Write out all of the data below line for line without changing anything, but leave the pictures out.

Point annotations for photos:
— Begin —

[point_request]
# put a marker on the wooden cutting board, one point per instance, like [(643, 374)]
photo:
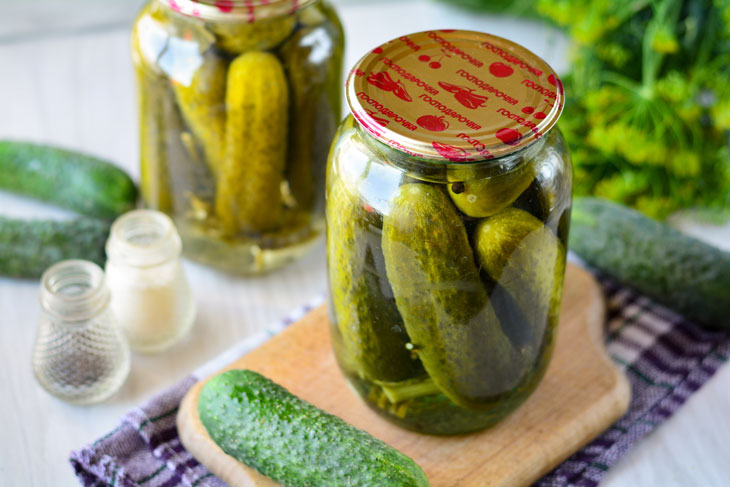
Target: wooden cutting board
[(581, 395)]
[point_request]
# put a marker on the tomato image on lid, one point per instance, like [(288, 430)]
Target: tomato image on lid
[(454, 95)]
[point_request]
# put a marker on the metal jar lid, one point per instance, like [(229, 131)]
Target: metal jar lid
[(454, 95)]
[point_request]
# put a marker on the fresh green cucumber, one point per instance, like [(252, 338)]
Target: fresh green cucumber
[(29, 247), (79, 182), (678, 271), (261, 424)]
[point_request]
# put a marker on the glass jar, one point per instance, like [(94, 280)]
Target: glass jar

— End —

§ **FINISHED ANSWER**:
[point_request]
# put a marker on the wooden cutting board, one point per instance, like [(643, 374)]
photo:
Target: wooden cutting board
[(581, 395)]
[point_request]
# put a marker on the tomato image on lid, one point per instance, like [(288, 430)]
Target: tomato image on lid
[(454, 95)]
[point_request]
# put a marker on the metal jar lid, one point per instance, like [(229, 131)]
Target: metal jar lid
[(454, 95)]
[point_request]
# put a marker on the fresh green cucumber, one point per instance, like [(252, 338)]
Target: fresh green cucumber
[(29, 247), (79, 182), (678, 271), (261, 424)]
[point_request]
# put a marker on the glass jar, one point per instance, like [(94, 280)]
Target: glass jar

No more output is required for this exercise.